◆ Task to complete
Copy each of the rows below word for word.

◆ Provided material
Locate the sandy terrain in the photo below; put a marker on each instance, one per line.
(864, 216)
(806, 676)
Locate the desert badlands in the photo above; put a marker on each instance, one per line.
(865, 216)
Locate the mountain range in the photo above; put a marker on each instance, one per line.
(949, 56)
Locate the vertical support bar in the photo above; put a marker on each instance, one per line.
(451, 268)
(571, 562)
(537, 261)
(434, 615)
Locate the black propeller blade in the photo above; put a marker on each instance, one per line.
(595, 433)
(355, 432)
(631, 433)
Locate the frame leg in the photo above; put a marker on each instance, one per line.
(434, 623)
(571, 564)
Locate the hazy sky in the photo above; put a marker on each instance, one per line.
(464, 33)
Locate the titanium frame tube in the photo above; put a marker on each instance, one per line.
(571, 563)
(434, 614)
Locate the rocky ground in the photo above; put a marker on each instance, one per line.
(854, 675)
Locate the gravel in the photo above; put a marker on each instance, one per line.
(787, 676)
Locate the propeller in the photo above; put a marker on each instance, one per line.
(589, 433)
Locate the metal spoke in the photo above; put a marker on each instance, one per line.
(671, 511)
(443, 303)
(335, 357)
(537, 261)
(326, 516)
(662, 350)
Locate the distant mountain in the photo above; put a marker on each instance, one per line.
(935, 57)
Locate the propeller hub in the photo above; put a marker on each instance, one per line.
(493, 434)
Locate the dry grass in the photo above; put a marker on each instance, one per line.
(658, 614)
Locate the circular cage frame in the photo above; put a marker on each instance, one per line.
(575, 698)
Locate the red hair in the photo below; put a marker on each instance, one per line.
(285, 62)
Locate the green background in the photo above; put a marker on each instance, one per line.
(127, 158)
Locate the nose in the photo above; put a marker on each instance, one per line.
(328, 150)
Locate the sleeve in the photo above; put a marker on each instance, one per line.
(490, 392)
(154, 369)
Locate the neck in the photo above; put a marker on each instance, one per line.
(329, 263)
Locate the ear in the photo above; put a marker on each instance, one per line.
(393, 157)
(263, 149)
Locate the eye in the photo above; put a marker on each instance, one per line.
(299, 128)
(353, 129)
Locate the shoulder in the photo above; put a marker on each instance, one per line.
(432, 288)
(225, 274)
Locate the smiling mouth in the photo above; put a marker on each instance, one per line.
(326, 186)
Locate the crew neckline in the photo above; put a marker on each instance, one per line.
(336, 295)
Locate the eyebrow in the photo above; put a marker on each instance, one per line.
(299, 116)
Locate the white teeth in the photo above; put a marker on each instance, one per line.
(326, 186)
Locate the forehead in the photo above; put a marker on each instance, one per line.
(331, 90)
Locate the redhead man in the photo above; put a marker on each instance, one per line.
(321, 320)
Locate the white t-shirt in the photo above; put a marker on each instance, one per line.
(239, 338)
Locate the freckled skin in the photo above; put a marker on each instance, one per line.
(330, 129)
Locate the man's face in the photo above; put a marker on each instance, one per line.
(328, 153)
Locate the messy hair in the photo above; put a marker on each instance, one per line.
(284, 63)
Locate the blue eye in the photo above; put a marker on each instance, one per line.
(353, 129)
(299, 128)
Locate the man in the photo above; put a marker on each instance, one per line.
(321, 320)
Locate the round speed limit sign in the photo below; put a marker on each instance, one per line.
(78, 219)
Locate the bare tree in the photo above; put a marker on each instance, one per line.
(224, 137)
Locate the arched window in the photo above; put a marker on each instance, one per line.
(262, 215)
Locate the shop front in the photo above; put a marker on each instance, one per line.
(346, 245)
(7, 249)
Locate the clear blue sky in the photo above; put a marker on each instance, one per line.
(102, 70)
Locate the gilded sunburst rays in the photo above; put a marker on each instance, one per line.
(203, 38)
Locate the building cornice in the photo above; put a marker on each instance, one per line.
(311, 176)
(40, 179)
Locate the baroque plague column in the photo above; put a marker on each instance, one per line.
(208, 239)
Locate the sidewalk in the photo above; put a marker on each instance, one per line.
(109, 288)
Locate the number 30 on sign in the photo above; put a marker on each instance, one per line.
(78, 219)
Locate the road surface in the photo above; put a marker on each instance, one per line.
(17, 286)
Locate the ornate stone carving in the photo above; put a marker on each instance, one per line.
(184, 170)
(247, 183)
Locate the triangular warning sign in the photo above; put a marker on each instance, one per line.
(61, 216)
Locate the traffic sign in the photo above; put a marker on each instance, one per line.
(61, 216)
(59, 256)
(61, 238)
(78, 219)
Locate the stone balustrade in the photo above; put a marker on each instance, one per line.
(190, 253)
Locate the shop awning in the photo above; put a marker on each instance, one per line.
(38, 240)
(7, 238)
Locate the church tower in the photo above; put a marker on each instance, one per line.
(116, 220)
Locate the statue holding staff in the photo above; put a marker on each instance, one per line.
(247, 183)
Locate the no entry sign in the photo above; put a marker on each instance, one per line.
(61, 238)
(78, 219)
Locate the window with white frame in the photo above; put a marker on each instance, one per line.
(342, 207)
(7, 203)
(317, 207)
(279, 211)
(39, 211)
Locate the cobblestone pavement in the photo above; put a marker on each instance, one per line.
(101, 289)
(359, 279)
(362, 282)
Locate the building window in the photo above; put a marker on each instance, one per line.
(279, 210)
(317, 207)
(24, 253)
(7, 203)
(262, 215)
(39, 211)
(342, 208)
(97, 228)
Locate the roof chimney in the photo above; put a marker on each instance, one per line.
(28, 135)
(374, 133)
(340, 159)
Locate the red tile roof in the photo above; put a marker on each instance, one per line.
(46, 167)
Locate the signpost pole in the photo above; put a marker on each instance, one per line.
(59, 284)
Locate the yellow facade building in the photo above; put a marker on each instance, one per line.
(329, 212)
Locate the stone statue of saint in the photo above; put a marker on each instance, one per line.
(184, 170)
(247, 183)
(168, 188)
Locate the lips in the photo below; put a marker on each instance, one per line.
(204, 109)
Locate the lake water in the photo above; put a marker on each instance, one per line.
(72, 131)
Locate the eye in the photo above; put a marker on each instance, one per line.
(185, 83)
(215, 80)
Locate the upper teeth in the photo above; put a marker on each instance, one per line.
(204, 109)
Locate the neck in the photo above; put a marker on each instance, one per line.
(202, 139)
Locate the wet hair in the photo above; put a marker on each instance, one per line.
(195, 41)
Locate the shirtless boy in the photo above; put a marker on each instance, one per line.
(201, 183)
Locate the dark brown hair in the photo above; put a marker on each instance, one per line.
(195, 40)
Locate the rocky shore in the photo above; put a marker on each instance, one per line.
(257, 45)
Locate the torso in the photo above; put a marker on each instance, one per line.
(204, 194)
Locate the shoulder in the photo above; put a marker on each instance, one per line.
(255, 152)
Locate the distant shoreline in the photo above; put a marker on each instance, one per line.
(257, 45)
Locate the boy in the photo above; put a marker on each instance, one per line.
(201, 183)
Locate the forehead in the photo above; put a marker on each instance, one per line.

◆ Result for this exercise
Locate the sandy terrain in the photo below; put a marker on each instance, one per line.
(864, 216)
(806, 676)
Locate the desert badlands in the photo above; put a marker on each instance, one per line.
(865, 216)
Locate the mountain range in the photo above; put a marker on each instance, one per line.
(949, 56)
Locate the vertical support bar in the photo above; put a marker on each instance, one per line.
(451, 268)
(571, 562)
(537, 261)
(434, 615)
Locate the black propeller blade in the photo above; put a marker on each instance, one per line.
(595, 433)
(355, 432)
(631, 433)
Locate the frame leg in the photo above; put a marker on each instance, one per line.
(434, 623)
(571, 564)
Locate the hazy sky in the photo above; put a marker on each instance, one per line.
(464, 33)
Locate the titanium frame tube in the photo above; put a marker on each instance, one per line.
(571, 563)
(434, 614)
Locate the rocky ground in the photo above; put a marker on each instance, one per line.
(854, 675)
Locate the gravel in the photo above; put a marker on each instance, one per line.
(787, 676)
Locate the propeller in the photo above; put a marker on each instance, one per line.
(589, 433)
Locate the metal spoke in the photo above; put a marker on each instance, one per line.
(671, 511)
(443, 303)
(335, 357)
(537, 261)
(326, 516)
(662, 350)
Locate the distant mountain in the photo above; put a marker on each instance, one per line.
(935, 57)
Locate the propeller hub in the photo above; put a marker on each instance, one per line.
(493, 434)
Locate the dry grass in the photo above; put a marker on each instance, one per line.
(658, 614)
Locate the circular cage frame in the photo above; put a marker on each instance, one per line.
(575, 698)
Locate the red hair in the photo below; put a marker on each instance, one per line.
(285, 62)
Locate the green background in the photo above; put a marker on each instance, one per line.
(127, 158)
Locate the nose in the photo above; put a marker on each instance, one per line.
(328, 150)
Locate the sleeve in the photo above; put a marker on each instance, one per line.
(490, 392)
(154, 369)
Locate the neck in the photo above; put a marker on each instance, one per line.
(329, 263)
Locate the ear in the photo above; put a marker on each instance, one per line.
(393, 157)
(263, 149)
Locate the eye in the photo above; put a marker on each instance, one per line.
(299, 128)
(353, 129)
Locate the shoulder in the photo above; put a marker on each instance, one per line.
(432, 288)
(225, 274)
Locate the smiling mouth in the photo above; put a marker on each instance, one per line.
(326, 186)
Locate the crew neckline in the photo above; put a marker on each instance, one per line.
(336, 295)
Locate the eyebrow in the photo above; put a marker on each instance, one per line.
(299, 116)
Locate the white teeth in the photo above; put a marker on each instance, one per line.
(326, 186)
Locate the forehead in the photo above; put a marker on each instance, one per line.
(331, 90)
Locate the redhead man in the photo above; put a marker on each instance, one per line.
(321, 320)
Locate the white t-shirt in the photo above; put a marker on each instance, one per line.
(239, 338)
Locate the freckled skin in the photo above; put a marker on each instance, one per line.
(330, 129)
Locate the man's face in the photo above; put a marker on each instance, one per line.
(328, 153)
Locate the messy hair in the photo above; put a marker on each instance, one per line.
(284, 63)
Locate the blue eye in the photo above; put a marker on each instance, one per line.
(353, 129)
(299, 128)
Locate the man in the photo above; put a marker on each instance, one per line.
(321, 320)
Locate the round speed limit sign in the photo below; put a marker on each instance, one per line.
(78, 219)
Locate the bare tree in the photo above; put a marker on each instance, one per line.
(224, 137)
Locate the arched window in the photo above; put a marker on each instance, one per line.
(262, 215)
Locate the shop front in the photo above; put a marker on each instance, one per line.
(346, 245)
(7, 249)
Locate the clear blue sky in the photo above; put a marker on each instance, one per line.
(102, 70)
Locate the gilded sunburst rays in the photo above; put a marker on each instance, one per line.
(203, 38)
Locate the building cornice in the photo above; put a marker on each instance, one per line.
(311, 176)
(40, 179)
Locate the baroque plague column in the photo above; put a marker on each instance, one per line.
(208, 239)
Locate the sidewalk in the photo above; put a marker on each instance, one per line.
(109, 288)
Locate the number 30 on sign in the photo above; put a marker on each instance, one per line.
(78, 219)
Locate the road surface in the photo above; put a marker on each instance, one per line.
(17, 286)
Locate the ornate stone carving in the photo above; put a marker on each instance, one per line.
(184, 170)
(247, 183)
Locate the triangular warning sign in the photo above; put a marker on each instance, one per line.
(61, 216)
Locate the traffic sign in the photo above; put a marker on each instance, one per line.
(61, 216)
(59, 256)
(61, 238)
(78, 219)
Locate the stone balustrade in the photo above; put a marker on each instance, one per line.
(190, 253)
Locate the shop awning in the photo above; put a marker on each instance, one per line.
(38, 240)
(7, 238)
Locate the church tower in the photo above; put a marker on each instance, one per line.
(116, 220)
Locate the statue holding staff in the photo above; put a marker on each instance, one per line.
(247, 183)
Locate the no entry sign in the photo above; put a marker on each instance, one per line.
(61, 238)
(78, 219)
Locate the window with white frame in the photo above; put a marker on each instance, one per line.
(342, 207)
(7, 203)
(317, 207)
(279, 211)
(39, 211)
Locate the cobblestone pavement in the photo above; put a marker on each instance, one per line.
(101, 289)
(359, 279)
(362, 282)
Locate the building window in the photo above; put a marker on each instance, one per line.
(279, 210)
(317, 207)
(24, 253)
(7, 203)
(262, 215)
(39, 211)
(342, 208)
(97, 228)
Locate the roof chimney in the photo above; put a marker on each instance, one per line.
(28, 135)
(374, 133)
(340, 159)
Locate the red tile roof in the photo above; put a marker on each instance, one per line.
(46, 167)
Locate the signpost pole in the photo above; put a marker on each instance, one per line.
(59, 284)
Locate the yellow facade building in the photo above; put a marker on each instance, one per line.
(329, 212)
Locate the stone statue of saint in the photo above; put a marker on each instance, one per line.
(184, 170)
(247, 183)
(168, 188)
Locate the lips in the photo below; put a marker on each instance, one per line.
(204, 109)
Locate the lake water in the photo above; put a marker on each instance, one per line.
(72, 131)
Locate the eye in the photo above; put a marker on each instance, one per line.
(185, 83)
(215, 80)
Locate the upper teeth in the photo above; put a marker on each instance, one per line.
(204, 109)
Locate the neck in the photo above; put a marker on each instance, one per line.
(202, 139)
Locate the wet hair in the photo above; put a marker on each instance, one per line.
(195, 41)
Locate the shirtless boy in the photo above; put a marker on each instance, one per line.
(201, 183)
Locate the dark brown hair in the photo above; put a marker on each instance, one per line.
(195, 40)
Locate the rocky shore in the photo above; put a marker on each instance, one per line.
(257, 45)
Locate the torso in the photo above; put a marker on each instance, one per line.
(204, 194)
Locate the shoulder in the photo above; put a marker on each instance, one per line.
(255, 152)
Locate the distant shoreline in the photo above; put a marker on each instance, one per line.
(257, 45)
Locate the boy in the photo above; put a marker on each instance, one per line.
(201, 183)
Locate the forehead in the photo above; put a marker on each instance, one per line.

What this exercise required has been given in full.